#### WHAT YOU ARE ASKED TO DO:
Go through the records below and copy out every line that contains the word "mast".

(GIVEN DATA)

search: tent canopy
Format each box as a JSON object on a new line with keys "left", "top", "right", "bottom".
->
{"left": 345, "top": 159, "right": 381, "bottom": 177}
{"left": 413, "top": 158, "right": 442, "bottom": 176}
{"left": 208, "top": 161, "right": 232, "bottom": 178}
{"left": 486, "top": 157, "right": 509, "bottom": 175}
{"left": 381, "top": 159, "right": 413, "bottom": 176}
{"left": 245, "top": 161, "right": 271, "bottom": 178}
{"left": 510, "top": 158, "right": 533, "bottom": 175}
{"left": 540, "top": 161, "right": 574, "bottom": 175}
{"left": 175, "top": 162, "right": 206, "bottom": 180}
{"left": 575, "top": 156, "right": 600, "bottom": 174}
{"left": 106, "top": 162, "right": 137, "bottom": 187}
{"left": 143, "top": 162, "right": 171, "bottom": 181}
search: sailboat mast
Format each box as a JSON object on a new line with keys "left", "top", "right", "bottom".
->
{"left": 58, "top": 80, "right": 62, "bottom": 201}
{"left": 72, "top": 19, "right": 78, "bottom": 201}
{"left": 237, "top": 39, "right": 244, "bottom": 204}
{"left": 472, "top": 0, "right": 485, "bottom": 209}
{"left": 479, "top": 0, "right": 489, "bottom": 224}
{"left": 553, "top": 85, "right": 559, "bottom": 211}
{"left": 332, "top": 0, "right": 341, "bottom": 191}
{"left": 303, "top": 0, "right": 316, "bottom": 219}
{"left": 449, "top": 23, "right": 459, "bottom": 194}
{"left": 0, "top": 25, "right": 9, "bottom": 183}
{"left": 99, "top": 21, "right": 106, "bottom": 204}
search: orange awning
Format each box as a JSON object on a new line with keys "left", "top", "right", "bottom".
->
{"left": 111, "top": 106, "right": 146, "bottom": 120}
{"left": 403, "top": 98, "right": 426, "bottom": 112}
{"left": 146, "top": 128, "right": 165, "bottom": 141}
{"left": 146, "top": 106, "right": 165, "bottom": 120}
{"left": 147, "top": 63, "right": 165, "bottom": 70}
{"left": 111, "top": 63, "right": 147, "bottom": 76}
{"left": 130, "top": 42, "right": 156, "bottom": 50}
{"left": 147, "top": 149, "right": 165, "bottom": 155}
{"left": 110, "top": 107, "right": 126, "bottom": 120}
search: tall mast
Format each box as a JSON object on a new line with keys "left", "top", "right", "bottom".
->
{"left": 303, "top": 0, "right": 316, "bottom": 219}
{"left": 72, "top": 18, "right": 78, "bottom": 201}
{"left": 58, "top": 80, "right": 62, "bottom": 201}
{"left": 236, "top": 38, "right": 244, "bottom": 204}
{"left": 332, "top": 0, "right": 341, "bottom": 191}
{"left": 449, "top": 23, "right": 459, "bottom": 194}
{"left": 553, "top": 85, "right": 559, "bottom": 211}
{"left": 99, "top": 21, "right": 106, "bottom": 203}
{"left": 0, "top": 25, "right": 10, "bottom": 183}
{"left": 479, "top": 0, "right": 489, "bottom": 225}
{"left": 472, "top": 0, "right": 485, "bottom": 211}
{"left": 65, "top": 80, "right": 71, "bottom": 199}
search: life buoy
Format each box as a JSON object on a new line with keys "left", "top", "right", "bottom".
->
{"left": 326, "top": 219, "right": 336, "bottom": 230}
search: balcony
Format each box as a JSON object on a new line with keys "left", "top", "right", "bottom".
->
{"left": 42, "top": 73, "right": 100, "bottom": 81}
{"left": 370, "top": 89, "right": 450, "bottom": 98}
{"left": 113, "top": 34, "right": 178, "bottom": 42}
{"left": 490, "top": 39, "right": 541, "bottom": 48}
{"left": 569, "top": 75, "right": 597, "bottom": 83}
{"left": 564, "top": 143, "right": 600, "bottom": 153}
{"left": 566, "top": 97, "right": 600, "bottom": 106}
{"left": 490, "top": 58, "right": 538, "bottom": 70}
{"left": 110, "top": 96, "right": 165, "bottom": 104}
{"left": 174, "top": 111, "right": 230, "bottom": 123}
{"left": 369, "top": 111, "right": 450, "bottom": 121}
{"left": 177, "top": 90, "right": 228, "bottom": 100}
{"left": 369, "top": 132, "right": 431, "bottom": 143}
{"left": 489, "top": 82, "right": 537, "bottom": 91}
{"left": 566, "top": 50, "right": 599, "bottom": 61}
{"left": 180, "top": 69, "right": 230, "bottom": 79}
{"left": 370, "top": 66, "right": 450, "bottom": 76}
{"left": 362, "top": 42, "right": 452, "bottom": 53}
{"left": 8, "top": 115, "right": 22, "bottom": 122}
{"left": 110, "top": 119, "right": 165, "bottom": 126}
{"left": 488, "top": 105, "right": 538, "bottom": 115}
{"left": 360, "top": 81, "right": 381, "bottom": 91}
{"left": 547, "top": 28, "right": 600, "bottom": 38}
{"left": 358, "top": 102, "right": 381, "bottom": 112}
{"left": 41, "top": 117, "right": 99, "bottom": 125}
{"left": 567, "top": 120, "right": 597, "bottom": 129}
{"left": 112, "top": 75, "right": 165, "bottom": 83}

(End GIVEN DATA)

#### EXERCISE ANSWER:
search: sailboat mast
search: tall mast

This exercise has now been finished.